[Position annotation records]
------------------------
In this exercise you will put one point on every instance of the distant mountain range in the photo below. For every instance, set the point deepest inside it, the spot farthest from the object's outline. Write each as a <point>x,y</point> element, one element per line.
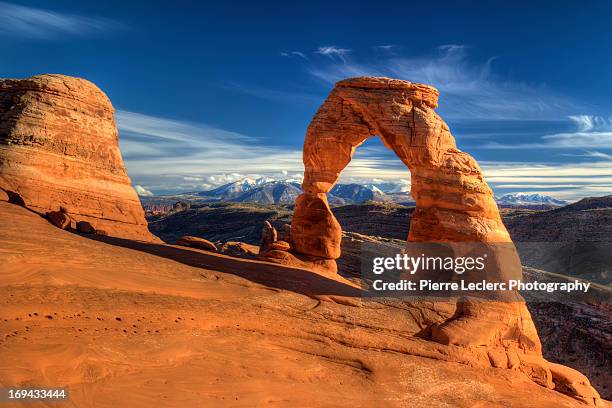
<point>526,199</point>
<point>271,191</point>
<point>274,191</point>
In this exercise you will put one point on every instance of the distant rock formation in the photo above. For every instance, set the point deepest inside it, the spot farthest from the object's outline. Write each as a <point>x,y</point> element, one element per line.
<point>59,148</point>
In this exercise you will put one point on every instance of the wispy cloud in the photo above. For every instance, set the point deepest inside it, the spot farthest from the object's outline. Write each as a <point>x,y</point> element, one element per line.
<point>164,155</point>
<point>297,96</point>
<point>469,89</point>
<point>294,54</point>
<point>36,23</point>
<point>592,133</point>
<point>143,192</point>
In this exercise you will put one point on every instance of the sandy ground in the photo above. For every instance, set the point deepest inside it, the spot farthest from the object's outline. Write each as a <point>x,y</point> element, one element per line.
<point>128,324</point>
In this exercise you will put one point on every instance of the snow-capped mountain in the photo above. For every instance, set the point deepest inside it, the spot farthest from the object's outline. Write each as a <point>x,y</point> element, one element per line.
<point>273,191</point>
<point>527,199</point>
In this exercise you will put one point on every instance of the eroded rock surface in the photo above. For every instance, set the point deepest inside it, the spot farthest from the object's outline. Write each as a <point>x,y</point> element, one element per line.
<point>59,148</point>
<point>454,205</point>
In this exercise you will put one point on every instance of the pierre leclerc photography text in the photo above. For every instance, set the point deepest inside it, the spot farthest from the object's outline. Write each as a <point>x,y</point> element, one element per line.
<point>312,204</point>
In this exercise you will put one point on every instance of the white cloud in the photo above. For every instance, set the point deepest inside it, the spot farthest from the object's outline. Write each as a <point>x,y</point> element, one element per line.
<point>333,52</point>
<point>274,94</point>
<point>29,22</point>
<point>141,191</point>
<point>168,155</point>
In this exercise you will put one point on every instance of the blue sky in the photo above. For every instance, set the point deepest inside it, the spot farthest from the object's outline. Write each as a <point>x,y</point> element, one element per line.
<point>207,93</point>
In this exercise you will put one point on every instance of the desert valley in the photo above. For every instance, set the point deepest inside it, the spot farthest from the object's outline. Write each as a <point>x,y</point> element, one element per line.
<point>246,303</point>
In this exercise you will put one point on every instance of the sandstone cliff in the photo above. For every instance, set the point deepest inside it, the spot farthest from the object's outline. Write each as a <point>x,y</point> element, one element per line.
<point>59,148</point>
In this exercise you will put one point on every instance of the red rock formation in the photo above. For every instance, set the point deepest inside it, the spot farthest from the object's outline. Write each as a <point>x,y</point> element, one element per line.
<point>59,147</point>
<point>454,205</point>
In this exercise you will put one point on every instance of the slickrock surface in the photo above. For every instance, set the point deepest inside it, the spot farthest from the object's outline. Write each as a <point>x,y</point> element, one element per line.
<point>129,324</point>
<point>59,147</point>
<point>454,205</point>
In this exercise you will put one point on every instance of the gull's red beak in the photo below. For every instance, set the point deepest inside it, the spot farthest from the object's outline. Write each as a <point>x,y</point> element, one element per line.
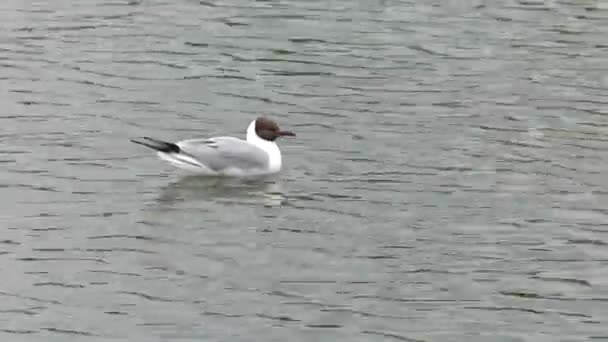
<point>286,133</point>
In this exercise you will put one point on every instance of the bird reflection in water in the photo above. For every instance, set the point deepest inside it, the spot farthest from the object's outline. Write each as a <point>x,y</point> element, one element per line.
<point>262,190</point>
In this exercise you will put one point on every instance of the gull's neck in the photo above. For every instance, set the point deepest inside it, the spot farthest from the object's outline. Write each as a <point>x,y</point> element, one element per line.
<point>270,147</point>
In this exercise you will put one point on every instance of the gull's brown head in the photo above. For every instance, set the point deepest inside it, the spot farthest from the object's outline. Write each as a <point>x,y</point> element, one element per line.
<point>269,130</point>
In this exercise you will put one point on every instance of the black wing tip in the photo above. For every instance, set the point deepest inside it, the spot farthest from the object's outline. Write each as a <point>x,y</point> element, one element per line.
<point>155,144</point>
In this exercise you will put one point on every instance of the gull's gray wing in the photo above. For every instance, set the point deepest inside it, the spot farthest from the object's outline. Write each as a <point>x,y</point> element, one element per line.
<point>225,152</point>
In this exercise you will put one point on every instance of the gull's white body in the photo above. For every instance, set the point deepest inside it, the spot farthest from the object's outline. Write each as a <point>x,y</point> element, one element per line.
<point>227,156</point>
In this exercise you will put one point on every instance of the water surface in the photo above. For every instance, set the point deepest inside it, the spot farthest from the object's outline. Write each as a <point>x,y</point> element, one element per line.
<point>447,182</point>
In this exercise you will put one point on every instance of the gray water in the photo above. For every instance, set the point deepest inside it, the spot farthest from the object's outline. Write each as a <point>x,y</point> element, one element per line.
<point>447,183</point>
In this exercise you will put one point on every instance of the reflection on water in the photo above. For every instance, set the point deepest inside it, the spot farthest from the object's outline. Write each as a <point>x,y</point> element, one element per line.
<point>262,190</point>
<point>449,182</point>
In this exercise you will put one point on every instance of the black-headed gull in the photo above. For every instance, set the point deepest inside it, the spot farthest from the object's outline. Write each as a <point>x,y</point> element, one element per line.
<point>227,156</point>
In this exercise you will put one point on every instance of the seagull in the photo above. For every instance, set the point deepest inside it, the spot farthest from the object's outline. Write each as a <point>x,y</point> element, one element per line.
<point>226,156</point>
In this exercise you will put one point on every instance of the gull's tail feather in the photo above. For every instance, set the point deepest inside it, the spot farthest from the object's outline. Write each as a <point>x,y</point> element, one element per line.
<point>158,145</point>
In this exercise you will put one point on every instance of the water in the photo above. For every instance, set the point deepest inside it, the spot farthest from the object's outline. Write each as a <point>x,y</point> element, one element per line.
<point>447,182</point>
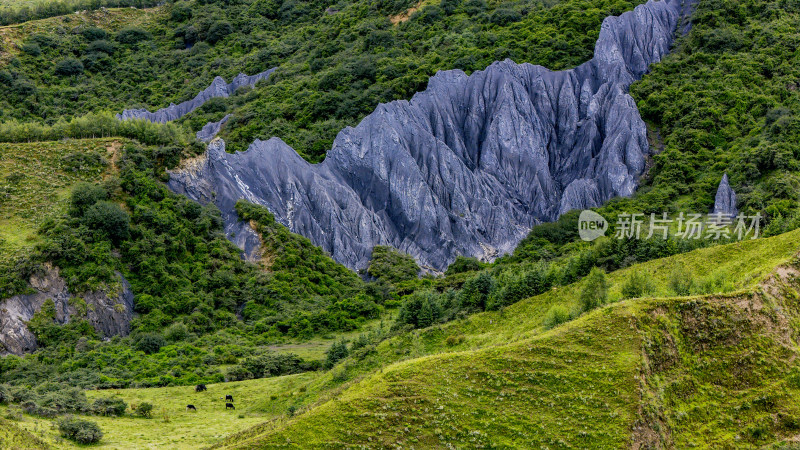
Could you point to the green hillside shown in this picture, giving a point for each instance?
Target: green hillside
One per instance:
(712, 370)
(561, 344)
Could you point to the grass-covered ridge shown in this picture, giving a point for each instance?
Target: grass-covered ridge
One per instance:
(641, 371)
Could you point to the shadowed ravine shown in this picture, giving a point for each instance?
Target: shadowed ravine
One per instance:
(465, 167)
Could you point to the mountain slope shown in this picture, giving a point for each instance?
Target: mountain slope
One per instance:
(712, 370)
(467, 166)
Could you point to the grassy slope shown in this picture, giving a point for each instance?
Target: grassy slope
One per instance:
(707, 368)
(111, 19)
(583, 380)
(35, 180)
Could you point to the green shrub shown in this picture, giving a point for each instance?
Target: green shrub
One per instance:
(132, 35)
(109, 219)
(218, 31)
(595, 290)
(336, 353)
(94, 34)
(391, 265)
(31, 49)
(68, 67)
(83, 196)
(636, 285)
(109, 407)
(420, 309)
(149, 342)
(101, 46)
(475, 293)
(79, 430)
(556, 315)
(681, 281)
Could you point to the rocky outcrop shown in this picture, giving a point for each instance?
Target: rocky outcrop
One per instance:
(217, 88)
(109, 314)
(725, 200)
(210, 130)
(466, 167)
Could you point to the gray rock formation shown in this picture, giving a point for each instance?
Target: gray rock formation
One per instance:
(110, 315)
(217, 88)
(467, 166)
(725, 200)
(211, 129)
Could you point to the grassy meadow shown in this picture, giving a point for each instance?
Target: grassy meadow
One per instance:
(703, 366)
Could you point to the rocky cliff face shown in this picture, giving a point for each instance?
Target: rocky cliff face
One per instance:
(110, 315)
(465, 167)
(210, 130)
(217, 88)
(725, 200)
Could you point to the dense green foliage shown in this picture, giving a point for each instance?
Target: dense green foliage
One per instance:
(333, 297)
(94, 126)
(41, 9)
(727, 100)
------------------------
Return each line of the data, keeping its wording exact and omitting pictures.

In this exercise you will put one point on every instance of the distant mountain range in the photo below. For every instance, set the point deepest inside it, the spot farthest from the object's outline. Write each as a <point>x,y</point> element, one element per line.
<point>526,199</point>
<point>271,191</point>
<point>274,191</point>
In this exercise you will put one point on every instance of the distant rock formation in the photo above. For every instance, set the point deepest inside it, the spot farthest from the object's outline. Write each as a <point>x,y</point> element, one element per line.
<point>59,148</point>
In this exercise you will put one point on every instance of the wispy cloud in the photo above. For every instance, set the point deepest inside it, the spot farthest from the object's outline. Write each as a <point>x,y</point> element, one element per line.
<point>164,155</point>
<point>297,96</point>
<point>469,89</point>
<point>294,54</point>
<point>36,23</point>
<point>592,133</point>
<point>143,192</point>
In this exercise you will put one point on every instance of the sandy ground in the photo above. For every instance, set the point deepest inside it, the spot farthest from the object's outline. Write each as a <point>x,y</point> element, one element per line.
<point>128,324</point>
In this exercise you will put one point on every instance of the snow-capped mountain in the photo above. For every instance, set the point deepest inside it, the spot farthest from the object's outline. Write each as a <point>x,y</point> element, one element per line.
<point>273,191</point>
<point>527,199</point>
In this exercise you will put one point on every instance of the eroded rock surface in the photo above. For every instance, set the point deepest inside it, the spot farthest from the object's outline. Write each as a <point>x,y</point> element, one element per line.
<point>59,148</point>
<point>454,205</point>
In this exercise you will put one point on every instance of the pierre leclerc photography text in the photo above. For every instance, set the point deepest inside it, the spot farthest from the object's outline. Write each as a <point>x,y</point> element, one element per line.
<point>312,204</point>
In this exercise you will put one point on every instance of the white cloud in the photo above. For every instance, set the point deepest inside it, the spot farthest from the object's outline. Write each as a <point>x,y</point> element, one element per line.
<point>333,52</point>
<point>274,94</point>
<point>29,22</point>
<point>141,191</point>
<point>168,155</point>
In this exercise you will put one point on every instance of the blue sky in the photo above. For every instance, set the point deepest inside it, the spot farthest from the object's outline. Write each as a <point>x,y</point> element, one element per line.
<point>207,93</point>
In this exercise you will put one point on every instance of the desert valley in the photo above. For every instance, set the point deepest inside it, the spot farthest from the object's outline. Write each as a <point>x,y</point> element, one element per line.
<point>246,303</point>
In this exercise you will put one point on every instance of the sandstone cliff in the photo above. For every instance, set the point deepest inside it, the spot farthest from the object's outline. Write each as a <point>x,y</point> element, one element per line.
<point>59,148</point>
In this exercise you will put one point on every instance of the red rock formation in the photo above. For every instance, set the point deepest inside it, the spot farthest from the object's outline. Write each as a <point>x,y</point> element, one element per line.
<point>59,147</point>
<point>454,205</point>
In this exercise you will put one point on every instance of the slickrock surface in the photo above. For every instance, set the point deepest inside it, the spot farthest from the object's outline. Write each as a <point>x,y</point> element, one element per line.
<point>129,324</point>
<point>59,147</point>
<point>454,205</point>
In this exercise you will put one point on every instance of the gull's red beak in the photo below. For every instance, set the point deepest inside it, the spot farthest from the object's outline. Write each as a <point>x,y</point> element, one element per line.
<point>286,133</point>
In this exercise you will put one point on every instance of the bird reflection in water in the photo above. For every instance, set the point deepest inside it, the spot farthest from the object's outline. Write each as a <point>x,y</point> element, one element per line.
<point>262,190</point>
In this exercise you will put one point on every instance of the gull's neck in the photo above. For every instance, set the point deepest inside it, the spot farthest from the object's outline. Write each as a <point>x,y</point> element, one element per line.
<point>270,147</point>
In this exercise you will put one point on every instance of the gull's brown head in the photo above. For every instance, set the point deepest inside it, the spot farthest from the object's outline. Write each as a <point>x,y</point> element, one element per line.
<point>269,130</point>
In this exercise you will put one point on every instance of the black wing tip in the photo above. For every instance, set the point deepest inside it, the spot farthest from the object's outline. Write each as a <point>x,y</point> element, one element per line.
<point>155,144</point>
In this exercise you will put one point on every instance of the gull's gray wing in the photo above. For every instance, set the point deepest inside it, the spot farthest from the object's outline. Write each as a <point>x,y</point> element, one element per line.
<point>225,152</point>
In this exercise you will put one point on every instance of the gull's white body in the photo above. For every instance, set the point deepest inside it, the spot farthest from the object's outline. Write each as a <point>x,y</point> element, one element per line.
<point>227,156</point>
In this exercise you will put one point on every instance of the water surface in the photo above. For every instance, set the point deepest inside it, the spot farthest from the object's outline. Write each as a <point>x,y</point> element, one element per line.
<point>447,182</point>
In this exercise you will put one point on every instance of the gray water in the photo above. For every instance, set the point deepest inside it, the spot farthest from the object's outline. Write each as a <point>x,y</point> element, one element per line.
<point>447,183</point>
In this exercise you will put one point on every instance of the reflection on water in the photo above. For every instance, set the point deepest inside it, the spot farthest from the object's outline. Write each as a <point>x,y</point> element, one element per line.
<point>262,190</point>
<point>449,182</point>
In this exercise you will put one point on every instance of the black-headed gull in the photo above. For every instance, set the point deepest inside it, the spot farthest from the object's outline. Write each as a <point>x,y</point> element, one element per line.
<point>227,156</point>
In this exercise you will put one point on every instance of the seagull in the photo above. For every instance, set the point deepest inside it, the spot farthest from the object's outline. Write each as a <point>x,y</point> element, one element per line.
<point>226,156</point>
In this exercise you will put one point on every instance of the gull's tail feather in the photo above. For every instance, set the point deepest inside it, the spot farthest from the object's outline. Write each as a <point>x,y</point> element, one element per line.
<point>158,145</point>
In this exercise you will put one point on every instance of the water in the photo above. For every instance, set the point deepest inside it, the spot farthest from the object's outline. Write each as a <point>x,y</point> element, one element per line.
<point>447,182</point>
Could you point to the green hillside shown in this picture, giving a point for each instance?
Target: green hillside
One per instance:
(712, 370)
(561, 344)
Could you point to the grass-covered ridge shown in this picture, giving a point for each instance?
Target: grass-covered ridge
One per instance:
(641, 371)
Could you point to the shadowed ravine shown in this picture, giving a point for each instance?
Target: shadowed ravine
One per instance:
(465, 167)
Could you point to the mountain slope shown in this picture, giving a point for each instance?
Target: mountain slope
One per instance:
(712, 370)
(467, 166)
Could you point to the grassy slope shown in this picture, giving a point for each instance?
Target: grassy slope
One per instance:
(707, 368)
(111, 19)
(583, 380)
(35, 180)
Could you point to the green shrub shown in this picture, giving a point for each instance?
Target: green shrub
One per instance:
(132, 35)
(109, 219)
(218, 31)
(595, 290)
(336, 353)
(94, 34)
(391, 265)
(31, 49)
(68, 67)
(83, 196)
(636, 285)
(109, 407)
(420, 309)
(149, 342)
(101, 46)
(475, 293)
(79, 430)
(556, 315)
(681, 281)
Could you point to the rocky outcrop shown in this picture, giving a point for each instance?
Target: rocky outcrop
One per instance:
(217, 88)
(109, 314)
(725, 200)
(210, 130)
(466, 167)
Could you point to the gray rock formation shown in this picture, giving a point for each instance?
Target: gray rock formation
One per instance:
(110, 315)
(217, 88)
(467, 166)
(725, 200)
(211, 129)
Could you point to the grassy meadow shown in this picture, giving a point for each instance?
Target: grassy meadow
One per instance:
(703, 366)
Could you point to the rocky cliff face shown in this picture, giving a point for each instance?
Target: rocky cliff face
One per instance:
(110, 315)
(465, 167)
(210, 130)
(217, 88)
(725, 200)
Could you point to the dense green foliage shown in this picture, giving a point for each instance?
Target: dense green foliage
One per instance:
(333, 297)
(94, 126)
(41, 9)
(727, 100)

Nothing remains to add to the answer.